Extracted data entries:
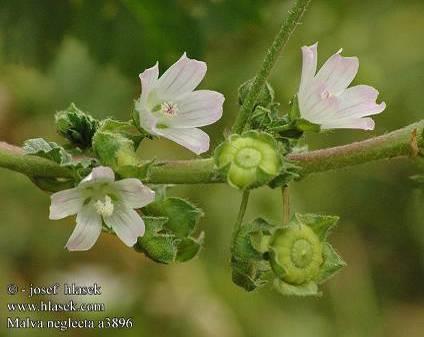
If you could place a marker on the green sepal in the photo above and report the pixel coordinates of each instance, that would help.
(288, 173)
(304, 125)
(126, 129)
(250, 269)
(76, 126)
(189, 247)
(49, 150)
(294, 112)
(265, 97)
(173, 240)
(306, 289)
(300, 256)
(243, 172)
(157, 243)
(320, 224)
(333, 263)
(183, 217)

## TASK DESCRIPTION
Convert the material into a Markdown table with the columns "Row" and "Line", giving each non-blank line its own numbered row and leaving out the pictures.

## EXERCISE ANSWER
| Row | Line |
|---|---|
| 1 | If you could place a marker on the green sepal in the photo above and report the pixel coordinates of each instance, that would help. |
| 2 | (288, 173) |
| 3 | (304, 125) |
| 4 | (126, 129) |
| 5 | (250, 269) |
| 6 | (76, 126) |
| 7 | (189, 247) |
| 8 | (49, 150) |
| 9 | (294, 112) |
| 10 | (265, 97) |
| 11 | (173, 240) |
| 12 | (306, 289) |
| 13 | (300, 256) |
| 14 | (243, 172) |
| 15 | (157, 243) |
| 16 | (320, 224) |
| 17 | (333, 263) |
| 18 | (183, 217) |